• **Directions**:
Exactly as written, transcribe the lines that run from the one containing "[point] every instance of the metal baking sheet" to the end of the records below.

• **Data shown**:
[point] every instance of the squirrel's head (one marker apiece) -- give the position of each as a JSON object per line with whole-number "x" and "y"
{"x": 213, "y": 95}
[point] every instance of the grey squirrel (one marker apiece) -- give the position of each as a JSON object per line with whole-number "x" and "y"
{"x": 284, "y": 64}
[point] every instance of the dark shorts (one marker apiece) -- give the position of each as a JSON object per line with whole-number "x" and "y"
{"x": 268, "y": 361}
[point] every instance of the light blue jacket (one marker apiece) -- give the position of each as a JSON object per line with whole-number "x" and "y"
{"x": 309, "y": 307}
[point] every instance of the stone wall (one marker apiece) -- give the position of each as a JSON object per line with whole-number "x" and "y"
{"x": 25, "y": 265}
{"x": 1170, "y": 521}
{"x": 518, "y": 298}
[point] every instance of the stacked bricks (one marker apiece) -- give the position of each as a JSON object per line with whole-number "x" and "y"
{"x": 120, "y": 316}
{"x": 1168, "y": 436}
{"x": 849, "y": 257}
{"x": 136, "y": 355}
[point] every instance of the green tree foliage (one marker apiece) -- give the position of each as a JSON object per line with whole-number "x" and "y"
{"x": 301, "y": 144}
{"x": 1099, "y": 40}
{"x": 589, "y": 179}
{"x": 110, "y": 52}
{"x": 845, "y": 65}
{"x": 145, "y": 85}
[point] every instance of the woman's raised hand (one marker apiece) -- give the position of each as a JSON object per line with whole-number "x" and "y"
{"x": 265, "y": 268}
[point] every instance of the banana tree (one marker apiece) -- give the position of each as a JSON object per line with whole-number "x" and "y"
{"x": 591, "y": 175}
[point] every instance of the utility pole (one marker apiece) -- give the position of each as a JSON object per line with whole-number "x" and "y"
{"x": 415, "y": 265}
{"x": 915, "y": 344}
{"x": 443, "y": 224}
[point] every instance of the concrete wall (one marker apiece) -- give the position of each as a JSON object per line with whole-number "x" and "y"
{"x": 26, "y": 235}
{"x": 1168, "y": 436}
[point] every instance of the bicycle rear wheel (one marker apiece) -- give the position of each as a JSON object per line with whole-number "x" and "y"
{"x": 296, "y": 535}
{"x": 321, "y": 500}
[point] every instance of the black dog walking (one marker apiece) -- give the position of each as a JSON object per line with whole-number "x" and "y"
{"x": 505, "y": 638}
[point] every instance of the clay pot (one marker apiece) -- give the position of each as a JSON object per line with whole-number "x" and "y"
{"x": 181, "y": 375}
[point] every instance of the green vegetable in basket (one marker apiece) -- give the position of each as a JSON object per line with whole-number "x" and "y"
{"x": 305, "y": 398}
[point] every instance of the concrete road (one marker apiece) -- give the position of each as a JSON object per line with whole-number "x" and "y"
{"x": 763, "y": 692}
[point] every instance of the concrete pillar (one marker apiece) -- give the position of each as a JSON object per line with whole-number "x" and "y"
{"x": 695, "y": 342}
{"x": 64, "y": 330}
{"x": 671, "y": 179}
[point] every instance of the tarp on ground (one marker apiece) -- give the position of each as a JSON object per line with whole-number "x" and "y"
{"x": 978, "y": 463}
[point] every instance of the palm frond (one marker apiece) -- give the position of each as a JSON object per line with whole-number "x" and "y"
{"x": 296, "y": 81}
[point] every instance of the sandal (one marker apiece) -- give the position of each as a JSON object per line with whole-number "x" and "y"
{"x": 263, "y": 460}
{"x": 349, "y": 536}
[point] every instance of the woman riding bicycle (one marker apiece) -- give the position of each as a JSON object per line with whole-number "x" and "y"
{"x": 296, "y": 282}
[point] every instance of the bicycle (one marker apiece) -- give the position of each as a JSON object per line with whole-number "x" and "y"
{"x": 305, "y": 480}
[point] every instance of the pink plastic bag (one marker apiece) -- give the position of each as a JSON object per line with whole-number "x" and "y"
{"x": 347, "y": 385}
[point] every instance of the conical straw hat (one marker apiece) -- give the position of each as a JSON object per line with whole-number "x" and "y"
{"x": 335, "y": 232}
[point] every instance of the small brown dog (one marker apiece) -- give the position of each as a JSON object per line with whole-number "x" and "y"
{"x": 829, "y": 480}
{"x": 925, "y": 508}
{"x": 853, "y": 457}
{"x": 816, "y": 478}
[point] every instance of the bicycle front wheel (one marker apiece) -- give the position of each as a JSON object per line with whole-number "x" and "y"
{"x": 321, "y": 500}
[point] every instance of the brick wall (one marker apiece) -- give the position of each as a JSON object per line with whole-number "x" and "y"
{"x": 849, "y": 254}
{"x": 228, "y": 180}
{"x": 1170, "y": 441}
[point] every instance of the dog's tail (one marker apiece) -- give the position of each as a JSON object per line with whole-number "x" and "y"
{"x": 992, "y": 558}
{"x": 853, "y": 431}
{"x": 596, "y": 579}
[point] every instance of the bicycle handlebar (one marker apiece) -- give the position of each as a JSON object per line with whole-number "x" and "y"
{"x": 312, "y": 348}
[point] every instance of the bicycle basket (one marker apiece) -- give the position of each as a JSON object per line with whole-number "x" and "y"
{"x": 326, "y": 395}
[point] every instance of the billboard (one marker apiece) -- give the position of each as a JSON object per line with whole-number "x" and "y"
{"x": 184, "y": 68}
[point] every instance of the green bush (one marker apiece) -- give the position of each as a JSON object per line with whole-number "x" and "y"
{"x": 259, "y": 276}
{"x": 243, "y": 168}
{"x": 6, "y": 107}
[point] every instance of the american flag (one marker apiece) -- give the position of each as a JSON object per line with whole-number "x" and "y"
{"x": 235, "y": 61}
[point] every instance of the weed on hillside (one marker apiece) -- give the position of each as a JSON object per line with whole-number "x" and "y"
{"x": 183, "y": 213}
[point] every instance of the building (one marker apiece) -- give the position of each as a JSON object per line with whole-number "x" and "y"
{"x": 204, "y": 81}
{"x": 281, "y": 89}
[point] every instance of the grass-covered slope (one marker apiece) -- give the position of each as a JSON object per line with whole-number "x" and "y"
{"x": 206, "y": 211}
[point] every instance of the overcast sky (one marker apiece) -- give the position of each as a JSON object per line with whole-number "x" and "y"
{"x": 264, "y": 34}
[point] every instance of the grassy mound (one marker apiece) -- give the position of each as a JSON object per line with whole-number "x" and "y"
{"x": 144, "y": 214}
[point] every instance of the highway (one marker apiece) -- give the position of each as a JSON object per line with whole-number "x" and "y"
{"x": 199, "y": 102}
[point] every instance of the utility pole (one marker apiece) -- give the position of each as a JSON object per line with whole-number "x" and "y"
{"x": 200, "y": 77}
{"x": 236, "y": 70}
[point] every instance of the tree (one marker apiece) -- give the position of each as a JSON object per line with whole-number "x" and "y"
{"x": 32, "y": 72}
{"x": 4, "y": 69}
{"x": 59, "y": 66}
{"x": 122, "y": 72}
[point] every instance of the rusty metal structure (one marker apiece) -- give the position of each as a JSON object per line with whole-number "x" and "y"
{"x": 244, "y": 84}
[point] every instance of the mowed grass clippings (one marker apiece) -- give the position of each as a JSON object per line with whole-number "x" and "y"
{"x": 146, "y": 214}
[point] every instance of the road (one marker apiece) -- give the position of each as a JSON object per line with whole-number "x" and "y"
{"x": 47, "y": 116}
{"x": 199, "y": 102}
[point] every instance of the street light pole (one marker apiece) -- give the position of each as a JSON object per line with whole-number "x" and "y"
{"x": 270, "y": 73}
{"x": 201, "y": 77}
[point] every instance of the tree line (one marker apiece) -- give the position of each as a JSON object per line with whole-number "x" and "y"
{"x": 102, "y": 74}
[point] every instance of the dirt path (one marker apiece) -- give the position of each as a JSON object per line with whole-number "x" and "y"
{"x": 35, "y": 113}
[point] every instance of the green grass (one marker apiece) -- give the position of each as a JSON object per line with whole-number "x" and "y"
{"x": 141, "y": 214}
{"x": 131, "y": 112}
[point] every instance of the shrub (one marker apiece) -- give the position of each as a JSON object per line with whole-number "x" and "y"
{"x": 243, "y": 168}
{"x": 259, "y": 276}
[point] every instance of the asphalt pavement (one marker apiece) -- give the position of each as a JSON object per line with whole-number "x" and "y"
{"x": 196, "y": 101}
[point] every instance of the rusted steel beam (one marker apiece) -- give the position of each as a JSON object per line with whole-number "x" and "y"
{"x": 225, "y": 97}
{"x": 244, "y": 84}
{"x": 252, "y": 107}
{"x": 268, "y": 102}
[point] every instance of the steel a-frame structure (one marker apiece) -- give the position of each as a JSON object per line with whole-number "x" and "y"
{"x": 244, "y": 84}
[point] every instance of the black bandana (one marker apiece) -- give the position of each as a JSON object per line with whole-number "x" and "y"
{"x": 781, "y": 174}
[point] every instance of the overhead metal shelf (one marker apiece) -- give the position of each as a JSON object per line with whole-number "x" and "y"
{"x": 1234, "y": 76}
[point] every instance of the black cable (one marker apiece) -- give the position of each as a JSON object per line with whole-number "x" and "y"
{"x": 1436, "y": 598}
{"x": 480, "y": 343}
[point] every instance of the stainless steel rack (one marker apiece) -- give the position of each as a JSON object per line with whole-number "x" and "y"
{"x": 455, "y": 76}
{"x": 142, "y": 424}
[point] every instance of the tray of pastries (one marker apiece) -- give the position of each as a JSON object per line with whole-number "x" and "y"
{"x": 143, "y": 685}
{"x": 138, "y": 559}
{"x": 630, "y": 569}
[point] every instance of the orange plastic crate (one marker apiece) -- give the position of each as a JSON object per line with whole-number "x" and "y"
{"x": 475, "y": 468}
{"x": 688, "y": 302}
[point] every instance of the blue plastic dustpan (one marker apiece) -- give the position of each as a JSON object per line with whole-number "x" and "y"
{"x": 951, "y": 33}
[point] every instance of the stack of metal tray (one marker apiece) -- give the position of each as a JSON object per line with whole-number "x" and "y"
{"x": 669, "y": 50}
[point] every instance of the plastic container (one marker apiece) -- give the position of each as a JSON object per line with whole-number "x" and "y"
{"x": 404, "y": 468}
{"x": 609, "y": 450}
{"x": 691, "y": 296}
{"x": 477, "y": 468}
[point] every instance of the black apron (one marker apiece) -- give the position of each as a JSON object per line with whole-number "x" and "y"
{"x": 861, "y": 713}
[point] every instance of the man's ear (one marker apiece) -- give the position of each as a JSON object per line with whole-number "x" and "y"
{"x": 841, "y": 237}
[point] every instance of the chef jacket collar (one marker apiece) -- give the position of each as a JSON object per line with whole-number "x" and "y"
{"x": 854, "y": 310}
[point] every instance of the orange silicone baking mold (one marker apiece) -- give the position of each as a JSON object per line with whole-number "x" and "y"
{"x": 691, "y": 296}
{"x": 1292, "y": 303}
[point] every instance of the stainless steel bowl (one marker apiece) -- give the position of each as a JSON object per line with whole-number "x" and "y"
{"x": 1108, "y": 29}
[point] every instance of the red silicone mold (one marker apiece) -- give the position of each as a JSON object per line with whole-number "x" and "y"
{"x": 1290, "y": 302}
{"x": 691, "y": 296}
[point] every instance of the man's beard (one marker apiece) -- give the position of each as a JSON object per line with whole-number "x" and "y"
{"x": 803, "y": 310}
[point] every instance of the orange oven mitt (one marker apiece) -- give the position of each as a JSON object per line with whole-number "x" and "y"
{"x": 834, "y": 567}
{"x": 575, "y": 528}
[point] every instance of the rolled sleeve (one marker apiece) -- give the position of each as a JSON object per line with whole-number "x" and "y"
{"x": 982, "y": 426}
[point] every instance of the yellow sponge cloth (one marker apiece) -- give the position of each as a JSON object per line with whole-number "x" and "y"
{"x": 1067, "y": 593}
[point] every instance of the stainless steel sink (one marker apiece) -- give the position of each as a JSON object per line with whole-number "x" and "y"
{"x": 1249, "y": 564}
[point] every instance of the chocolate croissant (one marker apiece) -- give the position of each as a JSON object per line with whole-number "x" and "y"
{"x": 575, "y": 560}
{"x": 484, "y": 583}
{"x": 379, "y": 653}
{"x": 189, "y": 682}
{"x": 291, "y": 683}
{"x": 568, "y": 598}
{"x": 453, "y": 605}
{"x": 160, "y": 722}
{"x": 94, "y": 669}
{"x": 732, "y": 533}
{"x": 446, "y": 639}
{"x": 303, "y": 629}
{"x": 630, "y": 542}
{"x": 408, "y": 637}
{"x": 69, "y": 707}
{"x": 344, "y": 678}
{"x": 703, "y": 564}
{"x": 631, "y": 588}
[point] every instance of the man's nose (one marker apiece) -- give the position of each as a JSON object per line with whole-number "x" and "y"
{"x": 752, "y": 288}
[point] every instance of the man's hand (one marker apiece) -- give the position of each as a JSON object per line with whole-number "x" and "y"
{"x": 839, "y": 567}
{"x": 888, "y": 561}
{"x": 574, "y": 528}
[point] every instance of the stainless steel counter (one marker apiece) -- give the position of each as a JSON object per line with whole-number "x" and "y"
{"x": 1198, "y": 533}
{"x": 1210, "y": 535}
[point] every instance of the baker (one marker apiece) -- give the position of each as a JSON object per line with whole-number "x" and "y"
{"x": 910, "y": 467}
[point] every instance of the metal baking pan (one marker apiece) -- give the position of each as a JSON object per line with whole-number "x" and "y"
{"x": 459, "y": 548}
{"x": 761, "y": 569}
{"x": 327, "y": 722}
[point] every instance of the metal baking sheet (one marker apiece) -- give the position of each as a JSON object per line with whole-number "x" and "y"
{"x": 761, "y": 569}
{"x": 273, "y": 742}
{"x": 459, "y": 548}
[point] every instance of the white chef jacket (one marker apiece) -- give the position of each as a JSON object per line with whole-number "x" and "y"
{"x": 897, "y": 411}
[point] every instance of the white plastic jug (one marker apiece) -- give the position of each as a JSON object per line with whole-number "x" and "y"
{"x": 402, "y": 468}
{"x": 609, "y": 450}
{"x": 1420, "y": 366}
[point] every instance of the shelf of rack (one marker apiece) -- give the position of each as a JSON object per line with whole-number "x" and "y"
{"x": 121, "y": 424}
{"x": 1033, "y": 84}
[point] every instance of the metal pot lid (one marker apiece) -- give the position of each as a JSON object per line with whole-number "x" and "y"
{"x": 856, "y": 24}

• **Task result**:
[point] every instance of the metal baking sheet (one marker apiece) -- give the position of each as a JSON object per line with whole-number "x" and "y"
{"x": 761, "y": 569}
{"x": 273, "y": 742}
{"x": 459, "y": 548}
[point] every instance of the white chef jacket (one marker apiece) -- give the position of each as a JSON object per line with whole-number "x" and "y"
{"x": 897, "y": 411}
[point] every instance of the white plastic jug (one marker apiece) -- give the position of each as a JSON object per line with whole-number "x" and "y"
{"x": 402, "y": 468}
{"x": 609, "y": 450}
{"x": 1420, "y": 366}
[point] every instance of the shelf of rack (one marker apiece) -- give the position of each as a JSON object per line with whole-number "x" and "y"
{"x": 121, "y": 424}
{"x": 1033, "y": 84}
[point] every instance of the metal pot lid (one marker apiece) -- give the position of each as a JSON object per line with whole-number "x" and "y"
{"x": 856, "y": 24}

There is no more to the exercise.